- [Exercise objective]
Among these records, tally each line with the word "apron"; the answer is that number alone.

- [Stored data entries]
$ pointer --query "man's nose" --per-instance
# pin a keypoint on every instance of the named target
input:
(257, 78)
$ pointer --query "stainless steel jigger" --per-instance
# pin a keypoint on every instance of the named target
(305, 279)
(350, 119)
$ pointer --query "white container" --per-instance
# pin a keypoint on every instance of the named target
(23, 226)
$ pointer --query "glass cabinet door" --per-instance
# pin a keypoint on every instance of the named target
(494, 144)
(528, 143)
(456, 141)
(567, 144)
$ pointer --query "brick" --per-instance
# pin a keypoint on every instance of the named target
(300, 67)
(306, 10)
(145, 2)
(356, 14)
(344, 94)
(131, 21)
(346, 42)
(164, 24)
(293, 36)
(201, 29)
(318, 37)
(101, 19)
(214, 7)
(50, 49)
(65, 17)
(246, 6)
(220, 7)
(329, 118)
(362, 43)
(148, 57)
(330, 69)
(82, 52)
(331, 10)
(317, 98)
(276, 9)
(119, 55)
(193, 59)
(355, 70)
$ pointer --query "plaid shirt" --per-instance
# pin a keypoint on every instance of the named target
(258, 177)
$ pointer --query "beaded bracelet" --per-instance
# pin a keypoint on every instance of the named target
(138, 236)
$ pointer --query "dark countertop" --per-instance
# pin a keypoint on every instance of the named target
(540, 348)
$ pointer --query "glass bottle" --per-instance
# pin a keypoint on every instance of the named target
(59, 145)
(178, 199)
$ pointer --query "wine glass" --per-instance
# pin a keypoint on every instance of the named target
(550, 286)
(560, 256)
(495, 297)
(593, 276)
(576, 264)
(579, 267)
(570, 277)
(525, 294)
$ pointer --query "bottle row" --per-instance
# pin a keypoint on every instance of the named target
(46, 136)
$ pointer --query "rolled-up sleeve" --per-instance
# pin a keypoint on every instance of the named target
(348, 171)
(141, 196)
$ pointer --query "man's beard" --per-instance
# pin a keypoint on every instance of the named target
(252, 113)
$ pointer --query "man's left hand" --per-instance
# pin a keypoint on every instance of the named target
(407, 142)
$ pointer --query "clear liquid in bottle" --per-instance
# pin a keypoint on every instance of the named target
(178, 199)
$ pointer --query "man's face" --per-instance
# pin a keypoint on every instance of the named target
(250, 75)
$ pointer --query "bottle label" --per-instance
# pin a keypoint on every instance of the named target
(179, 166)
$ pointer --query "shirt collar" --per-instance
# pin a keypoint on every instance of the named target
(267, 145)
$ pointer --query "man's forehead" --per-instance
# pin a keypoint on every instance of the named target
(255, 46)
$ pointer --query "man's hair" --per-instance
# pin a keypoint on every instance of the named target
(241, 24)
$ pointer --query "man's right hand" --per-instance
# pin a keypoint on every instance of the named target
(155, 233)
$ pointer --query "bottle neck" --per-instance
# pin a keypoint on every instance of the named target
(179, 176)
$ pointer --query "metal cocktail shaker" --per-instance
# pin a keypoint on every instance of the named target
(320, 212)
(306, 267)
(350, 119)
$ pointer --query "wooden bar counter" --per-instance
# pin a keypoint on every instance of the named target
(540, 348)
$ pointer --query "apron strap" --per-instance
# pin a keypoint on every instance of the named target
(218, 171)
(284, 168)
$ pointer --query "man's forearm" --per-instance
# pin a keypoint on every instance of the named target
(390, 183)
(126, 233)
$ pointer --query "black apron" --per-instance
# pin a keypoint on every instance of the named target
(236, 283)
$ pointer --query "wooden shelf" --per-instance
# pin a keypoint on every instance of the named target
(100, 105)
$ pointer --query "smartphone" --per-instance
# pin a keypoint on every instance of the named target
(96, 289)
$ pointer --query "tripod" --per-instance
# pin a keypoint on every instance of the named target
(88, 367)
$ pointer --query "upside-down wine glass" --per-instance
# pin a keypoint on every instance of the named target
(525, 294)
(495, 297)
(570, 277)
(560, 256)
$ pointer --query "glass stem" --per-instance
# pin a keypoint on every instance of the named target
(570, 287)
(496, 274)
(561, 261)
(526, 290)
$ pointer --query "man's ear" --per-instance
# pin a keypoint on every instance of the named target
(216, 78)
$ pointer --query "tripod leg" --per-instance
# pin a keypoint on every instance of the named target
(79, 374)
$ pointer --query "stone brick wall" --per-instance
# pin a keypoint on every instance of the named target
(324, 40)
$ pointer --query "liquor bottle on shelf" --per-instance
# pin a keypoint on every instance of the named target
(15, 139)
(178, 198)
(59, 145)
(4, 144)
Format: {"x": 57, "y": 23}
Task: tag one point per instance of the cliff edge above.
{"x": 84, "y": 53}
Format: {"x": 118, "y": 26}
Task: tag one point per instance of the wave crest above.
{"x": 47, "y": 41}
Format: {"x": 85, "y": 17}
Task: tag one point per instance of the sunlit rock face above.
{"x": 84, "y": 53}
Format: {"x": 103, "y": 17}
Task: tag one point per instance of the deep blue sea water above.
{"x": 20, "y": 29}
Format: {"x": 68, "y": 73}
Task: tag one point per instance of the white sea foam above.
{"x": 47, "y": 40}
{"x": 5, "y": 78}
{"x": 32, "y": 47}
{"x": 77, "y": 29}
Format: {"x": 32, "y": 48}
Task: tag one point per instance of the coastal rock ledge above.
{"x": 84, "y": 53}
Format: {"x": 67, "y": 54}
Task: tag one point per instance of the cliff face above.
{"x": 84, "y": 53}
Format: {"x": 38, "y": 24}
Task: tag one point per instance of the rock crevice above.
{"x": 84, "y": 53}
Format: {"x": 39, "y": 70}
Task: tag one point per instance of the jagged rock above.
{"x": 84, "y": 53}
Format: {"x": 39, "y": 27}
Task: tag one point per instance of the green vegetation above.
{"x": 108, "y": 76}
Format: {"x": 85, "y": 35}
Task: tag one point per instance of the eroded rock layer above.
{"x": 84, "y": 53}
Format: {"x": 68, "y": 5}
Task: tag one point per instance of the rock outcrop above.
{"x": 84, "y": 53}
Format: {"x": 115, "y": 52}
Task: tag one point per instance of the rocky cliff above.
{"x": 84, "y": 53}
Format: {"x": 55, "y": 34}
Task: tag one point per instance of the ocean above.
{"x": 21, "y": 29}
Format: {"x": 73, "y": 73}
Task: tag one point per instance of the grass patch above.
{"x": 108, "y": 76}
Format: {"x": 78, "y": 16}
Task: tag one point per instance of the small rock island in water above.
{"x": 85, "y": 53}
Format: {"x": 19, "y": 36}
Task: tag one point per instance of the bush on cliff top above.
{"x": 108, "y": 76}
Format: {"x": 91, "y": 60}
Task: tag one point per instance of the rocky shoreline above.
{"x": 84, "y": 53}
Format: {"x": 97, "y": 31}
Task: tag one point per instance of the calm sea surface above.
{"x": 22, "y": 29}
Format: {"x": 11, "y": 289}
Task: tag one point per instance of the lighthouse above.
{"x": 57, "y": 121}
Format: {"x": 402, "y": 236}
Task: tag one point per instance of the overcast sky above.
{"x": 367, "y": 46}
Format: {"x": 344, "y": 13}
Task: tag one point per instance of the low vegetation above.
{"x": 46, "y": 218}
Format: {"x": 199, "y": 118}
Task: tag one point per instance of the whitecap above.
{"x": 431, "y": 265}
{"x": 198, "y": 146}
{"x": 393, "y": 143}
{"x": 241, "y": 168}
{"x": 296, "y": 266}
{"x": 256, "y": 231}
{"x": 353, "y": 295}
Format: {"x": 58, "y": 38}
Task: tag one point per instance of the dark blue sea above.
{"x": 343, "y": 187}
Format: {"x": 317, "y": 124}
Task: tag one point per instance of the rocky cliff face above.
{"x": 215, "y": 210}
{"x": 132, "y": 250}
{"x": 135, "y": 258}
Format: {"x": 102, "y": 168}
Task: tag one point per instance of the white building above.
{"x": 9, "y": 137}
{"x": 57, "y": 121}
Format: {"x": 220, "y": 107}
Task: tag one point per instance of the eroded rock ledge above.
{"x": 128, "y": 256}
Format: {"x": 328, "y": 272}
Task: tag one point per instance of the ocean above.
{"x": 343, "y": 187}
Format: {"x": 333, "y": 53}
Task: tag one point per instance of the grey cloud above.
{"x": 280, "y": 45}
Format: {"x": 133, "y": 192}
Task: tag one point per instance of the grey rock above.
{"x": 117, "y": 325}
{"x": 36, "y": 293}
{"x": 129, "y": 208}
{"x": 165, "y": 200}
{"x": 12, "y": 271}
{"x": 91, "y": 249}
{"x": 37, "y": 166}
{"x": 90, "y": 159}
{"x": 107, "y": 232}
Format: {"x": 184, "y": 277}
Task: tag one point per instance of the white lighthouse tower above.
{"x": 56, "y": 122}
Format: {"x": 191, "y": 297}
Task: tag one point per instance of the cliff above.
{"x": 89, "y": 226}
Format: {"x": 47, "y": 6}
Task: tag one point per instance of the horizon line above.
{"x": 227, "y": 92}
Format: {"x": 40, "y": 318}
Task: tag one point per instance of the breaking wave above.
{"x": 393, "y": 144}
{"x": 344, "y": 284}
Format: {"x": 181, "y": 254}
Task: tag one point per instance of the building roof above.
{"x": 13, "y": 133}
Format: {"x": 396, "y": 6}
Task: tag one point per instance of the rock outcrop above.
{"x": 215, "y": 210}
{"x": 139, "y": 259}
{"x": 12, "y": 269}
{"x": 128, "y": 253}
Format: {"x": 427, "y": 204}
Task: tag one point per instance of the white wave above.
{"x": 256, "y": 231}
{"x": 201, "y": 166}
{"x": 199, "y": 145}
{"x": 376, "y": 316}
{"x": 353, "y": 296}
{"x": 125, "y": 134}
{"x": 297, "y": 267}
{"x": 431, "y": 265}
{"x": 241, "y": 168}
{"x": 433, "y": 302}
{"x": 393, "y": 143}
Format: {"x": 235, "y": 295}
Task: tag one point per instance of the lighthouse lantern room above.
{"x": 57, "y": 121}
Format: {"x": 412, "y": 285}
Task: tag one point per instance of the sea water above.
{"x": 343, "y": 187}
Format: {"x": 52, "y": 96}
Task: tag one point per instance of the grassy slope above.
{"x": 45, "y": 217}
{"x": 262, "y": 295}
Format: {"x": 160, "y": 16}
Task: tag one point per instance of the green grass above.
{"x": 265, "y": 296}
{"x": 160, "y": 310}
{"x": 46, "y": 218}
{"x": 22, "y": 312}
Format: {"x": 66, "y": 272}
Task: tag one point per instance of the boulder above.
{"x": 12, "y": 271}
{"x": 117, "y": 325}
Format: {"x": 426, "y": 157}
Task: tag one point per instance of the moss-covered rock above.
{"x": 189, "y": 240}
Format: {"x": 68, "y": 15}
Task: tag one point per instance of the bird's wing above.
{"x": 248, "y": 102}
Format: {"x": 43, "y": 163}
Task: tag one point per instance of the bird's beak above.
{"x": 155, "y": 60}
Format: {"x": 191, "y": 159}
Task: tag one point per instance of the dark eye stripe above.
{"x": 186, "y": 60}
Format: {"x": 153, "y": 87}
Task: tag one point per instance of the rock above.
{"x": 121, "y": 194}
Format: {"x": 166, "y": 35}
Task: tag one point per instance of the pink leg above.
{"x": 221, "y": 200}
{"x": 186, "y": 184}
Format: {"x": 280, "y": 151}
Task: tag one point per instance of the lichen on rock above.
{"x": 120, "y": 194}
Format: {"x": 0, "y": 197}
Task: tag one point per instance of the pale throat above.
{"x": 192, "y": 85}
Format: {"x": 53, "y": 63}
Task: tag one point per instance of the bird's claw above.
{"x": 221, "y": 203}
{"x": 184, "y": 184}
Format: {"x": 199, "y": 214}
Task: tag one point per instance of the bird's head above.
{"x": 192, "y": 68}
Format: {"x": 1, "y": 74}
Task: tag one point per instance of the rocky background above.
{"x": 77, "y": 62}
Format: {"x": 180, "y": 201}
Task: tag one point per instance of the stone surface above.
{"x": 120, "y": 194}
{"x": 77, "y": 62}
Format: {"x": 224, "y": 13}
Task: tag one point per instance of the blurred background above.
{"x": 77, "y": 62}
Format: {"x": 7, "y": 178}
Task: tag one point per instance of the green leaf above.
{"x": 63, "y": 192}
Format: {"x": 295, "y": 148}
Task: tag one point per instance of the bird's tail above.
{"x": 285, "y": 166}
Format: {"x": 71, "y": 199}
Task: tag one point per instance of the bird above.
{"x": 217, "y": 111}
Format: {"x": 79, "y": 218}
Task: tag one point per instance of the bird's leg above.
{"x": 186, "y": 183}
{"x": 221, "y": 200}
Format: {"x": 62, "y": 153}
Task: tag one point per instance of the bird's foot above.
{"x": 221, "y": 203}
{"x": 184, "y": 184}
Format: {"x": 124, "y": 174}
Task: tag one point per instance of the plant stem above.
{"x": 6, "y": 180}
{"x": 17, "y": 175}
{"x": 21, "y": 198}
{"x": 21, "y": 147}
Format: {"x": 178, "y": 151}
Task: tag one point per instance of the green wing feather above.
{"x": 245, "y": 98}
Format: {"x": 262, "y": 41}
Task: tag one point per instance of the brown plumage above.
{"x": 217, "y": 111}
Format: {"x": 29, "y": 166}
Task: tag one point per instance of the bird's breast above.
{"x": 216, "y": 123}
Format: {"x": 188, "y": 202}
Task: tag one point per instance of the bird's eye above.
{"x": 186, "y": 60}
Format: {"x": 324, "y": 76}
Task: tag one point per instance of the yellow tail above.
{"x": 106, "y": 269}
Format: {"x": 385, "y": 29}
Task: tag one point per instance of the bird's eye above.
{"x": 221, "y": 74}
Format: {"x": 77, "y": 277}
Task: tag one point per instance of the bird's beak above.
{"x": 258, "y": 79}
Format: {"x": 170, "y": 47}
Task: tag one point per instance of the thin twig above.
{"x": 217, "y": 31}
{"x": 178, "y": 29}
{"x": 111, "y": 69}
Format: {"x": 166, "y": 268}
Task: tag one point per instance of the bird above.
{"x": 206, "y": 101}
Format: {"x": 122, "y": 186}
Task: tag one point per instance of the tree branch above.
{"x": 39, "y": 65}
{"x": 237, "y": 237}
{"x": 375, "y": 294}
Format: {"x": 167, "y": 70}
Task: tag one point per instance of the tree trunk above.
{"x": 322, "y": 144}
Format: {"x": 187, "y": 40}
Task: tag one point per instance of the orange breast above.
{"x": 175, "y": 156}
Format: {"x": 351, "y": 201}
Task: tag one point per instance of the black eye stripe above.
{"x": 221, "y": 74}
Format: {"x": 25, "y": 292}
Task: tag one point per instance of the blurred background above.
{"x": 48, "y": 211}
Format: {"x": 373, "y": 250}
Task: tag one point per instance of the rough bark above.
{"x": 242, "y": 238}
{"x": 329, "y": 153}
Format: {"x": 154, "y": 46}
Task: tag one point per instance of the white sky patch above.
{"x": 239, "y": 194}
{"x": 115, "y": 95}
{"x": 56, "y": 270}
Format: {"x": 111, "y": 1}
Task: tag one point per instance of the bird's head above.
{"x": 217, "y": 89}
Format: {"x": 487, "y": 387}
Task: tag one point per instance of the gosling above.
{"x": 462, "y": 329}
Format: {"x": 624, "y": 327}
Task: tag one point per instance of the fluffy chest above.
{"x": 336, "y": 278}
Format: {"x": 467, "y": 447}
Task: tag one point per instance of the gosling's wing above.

- [Answer box]
2